▸ GIVEN TASK
Extract every line of the records below that contains the word "telescoping", matching case exactly.
____________
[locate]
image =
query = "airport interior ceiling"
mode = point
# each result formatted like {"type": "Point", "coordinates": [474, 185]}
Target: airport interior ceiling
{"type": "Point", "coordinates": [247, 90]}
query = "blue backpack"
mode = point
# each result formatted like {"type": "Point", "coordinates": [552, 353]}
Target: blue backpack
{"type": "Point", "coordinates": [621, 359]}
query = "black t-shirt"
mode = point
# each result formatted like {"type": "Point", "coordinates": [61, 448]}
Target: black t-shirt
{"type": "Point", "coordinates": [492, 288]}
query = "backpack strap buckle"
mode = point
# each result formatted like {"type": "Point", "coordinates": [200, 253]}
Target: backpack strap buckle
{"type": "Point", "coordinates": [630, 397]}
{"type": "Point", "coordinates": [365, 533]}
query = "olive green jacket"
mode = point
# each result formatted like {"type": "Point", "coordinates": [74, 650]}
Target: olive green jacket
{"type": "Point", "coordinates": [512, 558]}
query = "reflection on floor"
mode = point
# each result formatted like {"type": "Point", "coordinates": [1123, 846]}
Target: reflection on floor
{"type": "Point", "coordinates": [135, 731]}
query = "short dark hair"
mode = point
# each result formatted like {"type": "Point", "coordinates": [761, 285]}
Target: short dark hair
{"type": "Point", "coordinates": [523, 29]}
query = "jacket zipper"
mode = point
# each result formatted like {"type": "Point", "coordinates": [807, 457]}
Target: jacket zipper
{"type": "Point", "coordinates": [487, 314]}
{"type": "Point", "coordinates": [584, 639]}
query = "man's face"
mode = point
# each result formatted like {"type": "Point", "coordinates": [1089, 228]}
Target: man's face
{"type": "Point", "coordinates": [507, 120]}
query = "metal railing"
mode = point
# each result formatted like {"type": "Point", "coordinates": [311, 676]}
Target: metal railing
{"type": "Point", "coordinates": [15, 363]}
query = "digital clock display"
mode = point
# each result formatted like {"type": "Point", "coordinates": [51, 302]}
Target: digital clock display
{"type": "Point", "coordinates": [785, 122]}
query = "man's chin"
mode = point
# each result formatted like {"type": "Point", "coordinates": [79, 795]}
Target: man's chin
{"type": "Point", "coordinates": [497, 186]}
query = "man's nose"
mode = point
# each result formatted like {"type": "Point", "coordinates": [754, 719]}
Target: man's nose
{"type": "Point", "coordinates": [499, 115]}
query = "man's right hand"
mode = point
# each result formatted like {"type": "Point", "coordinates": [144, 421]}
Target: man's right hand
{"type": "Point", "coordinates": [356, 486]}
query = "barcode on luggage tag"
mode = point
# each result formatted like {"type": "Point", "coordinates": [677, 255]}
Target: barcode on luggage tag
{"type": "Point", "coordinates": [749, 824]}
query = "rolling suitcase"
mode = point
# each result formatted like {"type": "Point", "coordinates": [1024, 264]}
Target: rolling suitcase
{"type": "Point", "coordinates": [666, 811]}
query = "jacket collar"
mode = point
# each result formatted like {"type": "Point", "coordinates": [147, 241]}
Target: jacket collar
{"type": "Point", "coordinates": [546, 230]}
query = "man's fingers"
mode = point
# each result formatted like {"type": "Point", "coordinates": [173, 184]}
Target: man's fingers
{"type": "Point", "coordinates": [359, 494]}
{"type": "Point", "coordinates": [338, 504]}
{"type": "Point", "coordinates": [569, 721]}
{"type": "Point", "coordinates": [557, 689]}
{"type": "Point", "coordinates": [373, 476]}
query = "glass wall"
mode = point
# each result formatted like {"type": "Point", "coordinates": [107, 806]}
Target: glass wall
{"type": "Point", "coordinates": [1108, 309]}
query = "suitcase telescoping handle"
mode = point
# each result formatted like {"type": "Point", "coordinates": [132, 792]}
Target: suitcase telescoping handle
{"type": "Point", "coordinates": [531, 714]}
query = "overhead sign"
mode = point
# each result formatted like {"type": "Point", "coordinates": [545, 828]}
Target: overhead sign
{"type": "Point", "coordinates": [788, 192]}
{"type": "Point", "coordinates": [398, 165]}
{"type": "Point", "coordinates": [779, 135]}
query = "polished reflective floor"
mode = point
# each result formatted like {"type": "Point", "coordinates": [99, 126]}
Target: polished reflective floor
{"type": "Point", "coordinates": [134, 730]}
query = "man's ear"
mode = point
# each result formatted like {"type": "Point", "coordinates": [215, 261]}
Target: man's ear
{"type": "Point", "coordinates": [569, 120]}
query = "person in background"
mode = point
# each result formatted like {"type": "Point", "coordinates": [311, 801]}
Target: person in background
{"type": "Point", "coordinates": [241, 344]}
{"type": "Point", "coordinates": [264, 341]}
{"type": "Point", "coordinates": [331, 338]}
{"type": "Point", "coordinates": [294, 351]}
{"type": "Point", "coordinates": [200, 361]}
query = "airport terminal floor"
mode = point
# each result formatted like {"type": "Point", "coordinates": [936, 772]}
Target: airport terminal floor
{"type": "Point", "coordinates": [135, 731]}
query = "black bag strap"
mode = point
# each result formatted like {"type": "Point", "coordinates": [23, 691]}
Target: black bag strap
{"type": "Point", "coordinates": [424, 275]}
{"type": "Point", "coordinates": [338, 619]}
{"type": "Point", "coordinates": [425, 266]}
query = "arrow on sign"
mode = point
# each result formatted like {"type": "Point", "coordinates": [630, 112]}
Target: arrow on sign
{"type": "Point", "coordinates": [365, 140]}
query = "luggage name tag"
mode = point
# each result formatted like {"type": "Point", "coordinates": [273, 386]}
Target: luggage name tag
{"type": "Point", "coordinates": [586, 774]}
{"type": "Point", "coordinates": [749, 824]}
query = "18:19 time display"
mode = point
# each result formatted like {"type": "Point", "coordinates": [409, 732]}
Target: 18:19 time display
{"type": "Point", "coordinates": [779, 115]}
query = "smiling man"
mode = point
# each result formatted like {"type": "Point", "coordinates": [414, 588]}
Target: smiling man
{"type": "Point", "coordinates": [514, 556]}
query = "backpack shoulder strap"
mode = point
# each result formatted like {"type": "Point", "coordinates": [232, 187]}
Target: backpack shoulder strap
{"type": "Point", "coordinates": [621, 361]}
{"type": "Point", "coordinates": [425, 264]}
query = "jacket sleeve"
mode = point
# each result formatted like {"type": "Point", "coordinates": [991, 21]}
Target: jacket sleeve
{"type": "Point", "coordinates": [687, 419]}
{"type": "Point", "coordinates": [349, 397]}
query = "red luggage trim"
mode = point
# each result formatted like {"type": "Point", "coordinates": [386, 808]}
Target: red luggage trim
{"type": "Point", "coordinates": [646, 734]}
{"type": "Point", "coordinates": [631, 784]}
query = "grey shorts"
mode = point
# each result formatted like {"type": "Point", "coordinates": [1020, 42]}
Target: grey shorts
____________
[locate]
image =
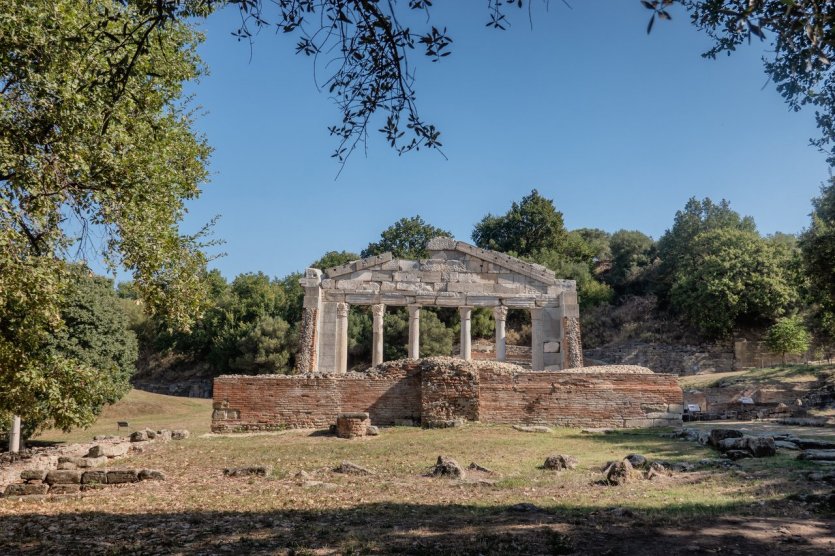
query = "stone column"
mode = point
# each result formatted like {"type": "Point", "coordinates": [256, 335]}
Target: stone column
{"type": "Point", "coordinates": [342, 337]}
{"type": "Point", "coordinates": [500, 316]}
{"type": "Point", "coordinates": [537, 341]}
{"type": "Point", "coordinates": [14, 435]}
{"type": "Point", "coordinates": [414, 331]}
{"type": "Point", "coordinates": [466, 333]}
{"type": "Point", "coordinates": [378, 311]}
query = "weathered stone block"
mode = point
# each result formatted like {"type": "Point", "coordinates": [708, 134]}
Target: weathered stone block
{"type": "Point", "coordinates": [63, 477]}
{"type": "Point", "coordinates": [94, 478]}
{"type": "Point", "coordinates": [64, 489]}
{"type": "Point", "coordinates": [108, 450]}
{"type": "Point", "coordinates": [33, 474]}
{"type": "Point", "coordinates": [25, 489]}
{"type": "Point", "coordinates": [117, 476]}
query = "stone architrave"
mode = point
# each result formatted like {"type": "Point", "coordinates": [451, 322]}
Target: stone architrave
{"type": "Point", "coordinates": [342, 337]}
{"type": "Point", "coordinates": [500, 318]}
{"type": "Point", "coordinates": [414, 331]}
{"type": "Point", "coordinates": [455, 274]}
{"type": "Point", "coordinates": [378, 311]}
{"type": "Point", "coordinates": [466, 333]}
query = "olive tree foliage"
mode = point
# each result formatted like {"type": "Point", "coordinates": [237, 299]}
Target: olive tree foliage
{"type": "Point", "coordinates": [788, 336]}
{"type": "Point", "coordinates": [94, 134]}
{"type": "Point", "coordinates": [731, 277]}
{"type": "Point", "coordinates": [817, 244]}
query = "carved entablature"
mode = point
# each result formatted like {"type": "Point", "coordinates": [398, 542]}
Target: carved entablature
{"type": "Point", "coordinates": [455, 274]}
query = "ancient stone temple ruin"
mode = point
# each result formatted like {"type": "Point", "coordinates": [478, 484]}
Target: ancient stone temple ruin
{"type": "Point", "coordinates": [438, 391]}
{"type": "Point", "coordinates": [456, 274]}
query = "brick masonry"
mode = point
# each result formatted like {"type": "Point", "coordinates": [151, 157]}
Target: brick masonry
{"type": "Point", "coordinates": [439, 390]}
____________
▸ TASK SOLUTION
query = "suitcase telescoping handle"
Target: suitcase telescoping handle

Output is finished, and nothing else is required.